>> begin

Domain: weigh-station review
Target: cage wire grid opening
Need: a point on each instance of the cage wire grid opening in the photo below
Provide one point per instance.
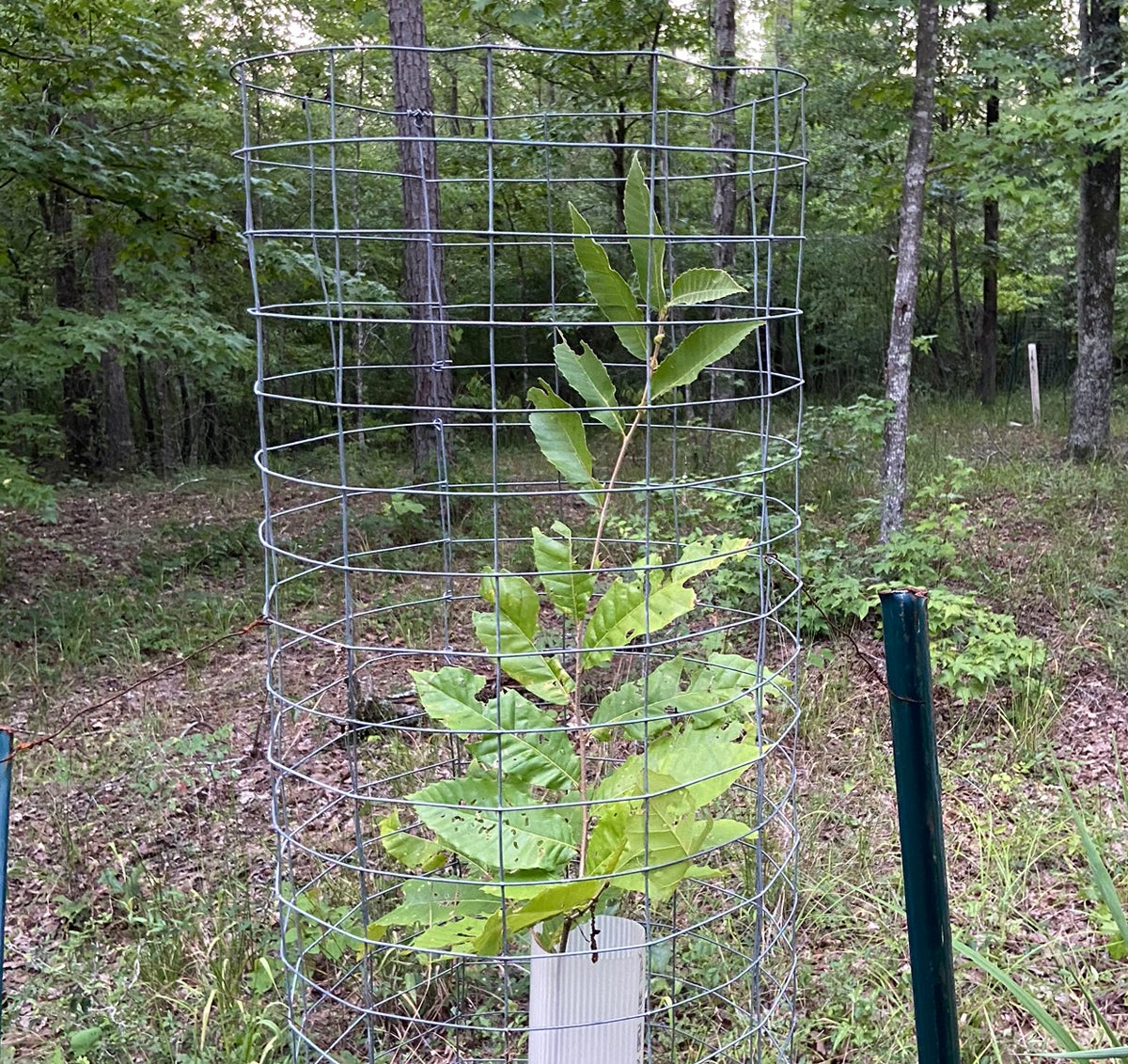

>> end
>> begin

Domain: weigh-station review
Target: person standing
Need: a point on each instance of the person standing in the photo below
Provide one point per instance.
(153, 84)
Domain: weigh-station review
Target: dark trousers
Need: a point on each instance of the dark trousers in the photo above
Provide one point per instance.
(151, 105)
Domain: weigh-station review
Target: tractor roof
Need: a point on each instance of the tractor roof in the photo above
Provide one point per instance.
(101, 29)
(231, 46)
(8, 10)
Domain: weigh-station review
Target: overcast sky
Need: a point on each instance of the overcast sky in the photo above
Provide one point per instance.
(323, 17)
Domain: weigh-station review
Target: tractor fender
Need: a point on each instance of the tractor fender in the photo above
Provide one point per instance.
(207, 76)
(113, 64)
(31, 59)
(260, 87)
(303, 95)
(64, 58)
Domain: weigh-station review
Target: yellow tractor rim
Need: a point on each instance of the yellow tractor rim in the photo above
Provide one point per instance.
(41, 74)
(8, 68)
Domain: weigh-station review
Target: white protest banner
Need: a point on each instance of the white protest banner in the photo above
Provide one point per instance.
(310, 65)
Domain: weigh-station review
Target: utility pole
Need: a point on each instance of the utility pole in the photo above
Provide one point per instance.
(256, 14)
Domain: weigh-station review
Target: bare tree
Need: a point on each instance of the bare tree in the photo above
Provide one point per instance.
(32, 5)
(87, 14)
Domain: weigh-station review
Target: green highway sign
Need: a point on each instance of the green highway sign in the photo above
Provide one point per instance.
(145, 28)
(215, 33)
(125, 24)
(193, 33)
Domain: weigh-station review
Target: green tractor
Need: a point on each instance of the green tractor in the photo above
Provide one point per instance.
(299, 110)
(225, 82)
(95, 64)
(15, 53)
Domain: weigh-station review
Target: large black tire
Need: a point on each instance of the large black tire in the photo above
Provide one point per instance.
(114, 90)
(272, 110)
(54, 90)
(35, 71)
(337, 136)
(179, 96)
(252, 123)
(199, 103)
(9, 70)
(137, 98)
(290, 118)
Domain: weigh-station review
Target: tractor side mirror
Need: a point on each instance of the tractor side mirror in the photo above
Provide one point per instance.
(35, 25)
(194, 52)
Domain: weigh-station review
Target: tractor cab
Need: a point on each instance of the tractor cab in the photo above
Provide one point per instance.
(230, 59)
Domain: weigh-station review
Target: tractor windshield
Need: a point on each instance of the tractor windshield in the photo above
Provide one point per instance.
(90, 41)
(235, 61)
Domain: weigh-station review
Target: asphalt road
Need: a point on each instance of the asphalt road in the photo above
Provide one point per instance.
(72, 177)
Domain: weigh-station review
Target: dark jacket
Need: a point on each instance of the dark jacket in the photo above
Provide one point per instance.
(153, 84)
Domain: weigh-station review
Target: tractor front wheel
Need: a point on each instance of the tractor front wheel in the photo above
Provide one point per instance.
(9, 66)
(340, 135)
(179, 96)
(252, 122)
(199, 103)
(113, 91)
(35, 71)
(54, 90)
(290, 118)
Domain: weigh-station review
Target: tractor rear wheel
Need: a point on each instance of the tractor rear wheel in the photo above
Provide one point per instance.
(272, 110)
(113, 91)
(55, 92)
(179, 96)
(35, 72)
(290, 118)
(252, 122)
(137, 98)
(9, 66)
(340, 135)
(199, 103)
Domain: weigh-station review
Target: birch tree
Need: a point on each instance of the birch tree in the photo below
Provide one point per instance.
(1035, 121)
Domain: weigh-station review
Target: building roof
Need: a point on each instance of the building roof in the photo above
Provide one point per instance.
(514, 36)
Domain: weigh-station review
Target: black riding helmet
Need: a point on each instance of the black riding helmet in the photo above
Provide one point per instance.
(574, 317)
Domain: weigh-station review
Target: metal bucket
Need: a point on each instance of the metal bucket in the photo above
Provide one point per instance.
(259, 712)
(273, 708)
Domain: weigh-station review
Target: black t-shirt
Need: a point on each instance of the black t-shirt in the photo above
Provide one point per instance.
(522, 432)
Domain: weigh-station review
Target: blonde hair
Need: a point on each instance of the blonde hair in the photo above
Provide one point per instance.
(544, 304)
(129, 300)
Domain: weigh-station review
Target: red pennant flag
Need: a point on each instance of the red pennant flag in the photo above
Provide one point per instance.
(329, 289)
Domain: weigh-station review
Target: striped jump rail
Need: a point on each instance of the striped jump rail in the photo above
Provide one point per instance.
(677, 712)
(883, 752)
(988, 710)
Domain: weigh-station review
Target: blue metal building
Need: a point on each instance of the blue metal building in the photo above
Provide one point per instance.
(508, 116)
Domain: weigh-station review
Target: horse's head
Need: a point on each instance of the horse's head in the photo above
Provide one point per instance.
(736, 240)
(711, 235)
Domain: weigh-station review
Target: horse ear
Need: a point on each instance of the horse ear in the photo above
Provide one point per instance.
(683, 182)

>> end

EXERCISE OBJECTIVE: Please count how many of the lines above contain the word "windshield" and reply with only that number.

REPLY TO THE TASK: 2